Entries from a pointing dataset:
==*==

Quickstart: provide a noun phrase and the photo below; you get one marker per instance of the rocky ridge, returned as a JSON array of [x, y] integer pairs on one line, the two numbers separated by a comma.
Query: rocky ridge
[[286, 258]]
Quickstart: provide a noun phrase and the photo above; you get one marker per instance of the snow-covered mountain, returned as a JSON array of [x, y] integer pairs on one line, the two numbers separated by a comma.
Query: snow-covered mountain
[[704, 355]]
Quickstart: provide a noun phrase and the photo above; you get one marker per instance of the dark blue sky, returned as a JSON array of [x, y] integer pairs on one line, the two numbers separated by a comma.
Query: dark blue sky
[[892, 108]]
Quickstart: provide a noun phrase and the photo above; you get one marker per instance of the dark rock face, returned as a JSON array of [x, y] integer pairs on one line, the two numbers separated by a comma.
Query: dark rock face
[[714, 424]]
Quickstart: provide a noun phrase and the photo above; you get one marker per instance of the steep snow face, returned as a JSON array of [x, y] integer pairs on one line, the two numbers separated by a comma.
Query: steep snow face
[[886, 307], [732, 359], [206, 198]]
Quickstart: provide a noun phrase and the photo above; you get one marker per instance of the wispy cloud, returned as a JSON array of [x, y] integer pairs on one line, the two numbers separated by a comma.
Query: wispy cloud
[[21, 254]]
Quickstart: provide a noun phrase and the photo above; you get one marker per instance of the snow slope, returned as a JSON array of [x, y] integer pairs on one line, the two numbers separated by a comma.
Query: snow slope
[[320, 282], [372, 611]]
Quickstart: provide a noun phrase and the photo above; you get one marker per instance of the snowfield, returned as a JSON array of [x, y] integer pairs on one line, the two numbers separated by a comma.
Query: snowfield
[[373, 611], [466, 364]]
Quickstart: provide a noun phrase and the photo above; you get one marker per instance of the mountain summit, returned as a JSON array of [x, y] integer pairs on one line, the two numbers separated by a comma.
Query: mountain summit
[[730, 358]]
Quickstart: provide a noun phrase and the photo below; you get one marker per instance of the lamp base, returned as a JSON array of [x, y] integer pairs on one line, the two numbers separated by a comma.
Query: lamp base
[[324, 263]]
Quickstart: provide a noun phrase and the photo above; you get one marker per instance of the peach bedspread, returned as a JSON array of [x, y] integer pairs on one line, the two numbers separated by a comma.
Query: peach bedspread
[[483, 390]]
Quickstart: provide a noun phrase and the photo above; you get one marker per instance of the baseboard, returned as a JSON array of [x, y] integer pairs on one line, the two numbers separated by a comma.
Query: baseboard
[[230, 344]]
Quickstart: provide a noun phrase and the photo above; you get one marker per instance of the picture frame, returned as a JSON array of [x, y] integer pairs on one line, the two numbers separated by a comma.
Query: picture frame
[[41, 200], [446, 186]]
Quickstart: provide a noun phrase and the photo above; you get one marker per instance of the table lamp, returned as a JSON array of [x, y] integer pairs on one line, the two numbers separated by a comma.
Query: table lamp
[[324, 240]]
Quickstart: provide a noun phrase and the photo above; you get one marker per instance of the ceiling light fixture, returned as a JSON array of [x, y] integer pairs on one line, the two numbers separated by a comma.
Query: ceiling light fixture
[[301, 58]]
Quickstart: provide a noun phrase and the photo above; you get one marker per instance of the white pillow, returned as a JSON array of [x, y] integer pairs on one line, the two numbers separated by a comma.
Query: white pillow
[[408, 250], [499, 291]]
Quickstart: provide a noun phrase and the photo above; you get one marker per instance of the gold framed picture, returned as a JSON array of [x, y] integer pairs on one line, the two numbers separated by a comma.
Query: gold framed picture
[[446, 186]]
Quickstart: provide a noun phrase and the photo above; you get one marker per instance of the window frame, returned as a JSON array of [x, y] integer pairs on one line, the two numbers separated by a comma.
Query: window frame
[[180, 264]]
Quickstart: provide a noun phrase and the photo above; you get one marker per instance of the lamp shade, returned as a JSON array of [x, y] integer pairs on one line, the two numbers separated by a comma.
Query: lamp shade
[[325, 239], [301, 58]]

==*==

▸ What is required
Return each line of the records above exactly as it reads.

▸ Task answer
Quickstart: provide a noun phrase and the photo below; you get one marker per instance of the rocky ridge, returned as a JSON array of [x, y] integer pairs on one line, the two numbers separated by a comma.
Query: rocky ridge
[[286, 258]]
Quickstart: provide a noun phrase and the photo above; you get one marker per instance of the snow-covered mountain, returned as a JSON array of [x, y] integer pairs on one line, the two numbers separated by a comma.
Query: snow-covered mountain
[[704, 355]]
Quickstart: provide a noun phrase and the photo above; you get one marker per instance of the dark blue sky, returned as a JSON array of [x, y] integer pairs on one line, the two numbers separated by a comma.
Query: dark blue sky
[[892, 108]]
Quickstart: provide a noun phrase and the photo above; you get one marker per instance of the dark rock face, returned as a JSON array of [x, y] integer pairs on one line, the two numbers separated by a comma.
Query: dark rock face
[[714, 424]]
Quickstart: provide a noun phrase and the photo above; you get one marker per instance of the steep snow face, returned as a JSON array of [x, y] integer pairs on one line, the two numbers separated by a comma.
Query: steep snow face
[[886, 307], [732, 359], [206, 198]]
Quickstart: provide a noun phrase and the photo above; you get one marker per instance of the wispy cloud, returned as a JSON array of [x, y] integer pairs on one line, the two numbers separated by a comma.
Query: wispy cloud
[[21, 254]]
Quickstart: provide a noun phrase and the photo above; you get one marker per instance of the snow slope, returned as a JSON array of [x, y] integer pairs on one line, the two numbers separated by a comma.
Query: snow slope
[[320, 282], [372, 611]]
Quickstart: provide a noun phrase and the photo above; you get one marker per instance of the snowfield, returned as a JSON array of [x, y] integer pairs on one line, the two numbers separated by a comma.
Query: snowfield
[[373, 611], [466, 364]]
Quickstart: provide a noun phrase and the photo above; you get one marker per instance of the mountain summit, returned as a JSON array of [x, y] integer pairs on one line, the two numbers separated by a comma.
Query: mountain summit
[[730, 358]]
Quickstart: provide a noun phrase and the photo below; you get one marker per instance of the lamp base, returned as a JSON array of [x, y] integer pairs on one line, the two numbers separated by a comma.
Query: lamp base
[[324, 263]]
Quickstart: provide a noun phrase and the photo above; you get one marker per instance of the peach bedspread, returned as a JSON array of [x, y] integer pairs on one line, the two numbers separated by a comma.
Query: peach bedspread
[[483, 390]]
Quickstart: provide a noun phrase and the photo above; you get one marker per instance of the baseboard, returned as a JSON array of [x, y] integer pairs on one line, the two numbers separated by a comma.
Query: baseboard
[[230, 344]]
Quickstart: provide a noun phrase and the photo above; you get one marker per instance of the picture frame, returned as a JSON array of [x, y] integer pairs on one line, the two numbers separated by a comma.
Query: picture frame
[[41, 200], [446, 186]]
Quickstart: provide a noun phrase and the photo above; you get one marker per instance of the table lamp, returned as a JSON array of [x, y] integer pairs on one line, the two numbers separated by a comma.
Query: table lamp
[[324, 240]]
Quickstart: provide a noun phrase and the photo above; you get one marker per instance of the ceiling light fixture, returned as a JSON array of [x, y] integer pairs on one line, the two numbers separated by a comma.
Query: ceiling light fixture
[[301, 58]]
Quickstart: provide a noun phrase and the photo above; you get one marker per instance of the white pillow, returned as a JSON array of [x, y] integer pairs on one line, the two numbers separated by a comma.
Query: white pillow
[[408, 250], [499, 291]]
Quickstart: provide a noun phrase and the photo above; you get one marker per instance of the gold framed picture, returned as a JSON array of [x, y] integer pairs on one line, the two numbers separated by a comma.
Query: gold framed picture
[[446, 186]]
Quickstart: provide a noun phrase and the photo above; you get one marker per instance of the window frame, returned as a JSON array of [x, y] integer pairs on one line, the two numbers separated by a comma.
Query: window frame
[[180, 264]]
Quickstart: provide a noun phrase and the photo above; you get one marker per instance of the lamp shade, returned as a JSON array of [x, y] integer pairs on one line, the two numbers separated by a comma.
Query: lamp shade
[[325, 239], [301, 58]]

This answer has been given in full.